--- Start MATERIAL PROVIDED ---

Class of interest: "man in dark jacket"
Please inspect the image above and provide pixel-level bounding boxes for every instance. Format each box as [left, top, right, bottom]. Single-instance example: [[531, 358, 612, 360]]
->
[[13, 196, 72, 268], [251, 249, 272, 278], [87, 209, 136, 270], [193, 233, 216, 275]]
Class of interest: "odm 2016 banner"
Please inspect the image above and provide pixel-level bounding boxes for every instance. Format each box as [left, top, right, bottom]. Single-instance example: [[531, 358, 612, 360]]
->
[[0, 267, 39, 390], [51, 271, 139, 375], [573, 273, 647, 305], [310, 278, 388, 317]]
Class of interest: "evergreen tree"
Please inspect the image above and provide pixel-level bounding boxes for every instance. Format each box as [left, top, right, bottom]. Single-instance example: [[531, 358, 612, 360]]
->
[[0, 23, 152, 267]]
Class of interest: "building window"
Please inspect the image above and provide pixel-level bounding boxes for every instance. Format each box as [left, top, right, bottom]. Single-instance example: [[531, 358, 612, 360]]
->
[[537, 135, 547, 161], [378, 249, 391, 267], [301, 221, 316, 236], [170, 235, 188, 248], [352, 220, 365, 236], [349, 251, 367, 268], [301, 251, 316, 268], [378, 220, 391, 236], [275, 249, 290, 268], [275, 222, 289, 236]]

--- End MATERIAL PROVIDED ---

* INSTRUCTION
Switch "Class of interest" to "Target class" everywhere it occurs in the records, and write out all the lines again with nothing else altered.

* RESPONSE FOR THIS EXERCISE
Target class: "man in dark jacket"
Please inspect the image above and provide pixel-level bounding boxes for every instance. Format each box as [left, top, right, bottom]. Single-instance example: [[531, 358, 612, 360]]
->
[[13, 196, 72, 268], [251, 249, 272, 278], [87, 209, 136, 270], [193, 233, 216, 275]]
Target class: "odm 2016 banner"
Please inspect the image above and provide pixel-level bounding boxes for every instance. Format each box as [left, top, right, bottom]. Single-instance example: [[531, 358, 612, 360]]
->
[[0, 267, 39, 390], [51, 271, 139, 375], [573, 273, 647, 305], [310, 278, 388, 317]]
Target class: "evergreen tree"
Please inspect the image above and provide pixel-level bounding boxes for every instance. Format each box as [left, top, right, bottom]. Single-instance example: [[531, 358, 612, 360]]
->
[[0, 23, 152, 267]]
Target class: "building window"
Please inspect the image above and provide pixel-level bounding boxes for every instance. Format each box as [left, top, right, bottom]. Single-instance example: [[531, 358, 612, 360]]
->
[[537, 135, 547, 161], [378, 249, 391, 267], [301, 221, 316, 236], [170, 235, 188, 248], [352, 220, 365, 236], [349, 251, 367, 268], [301, 251, 316, 268], [378, 220, 391, 236], [275, 249, 290, 268], [275, 222, 289, 236]]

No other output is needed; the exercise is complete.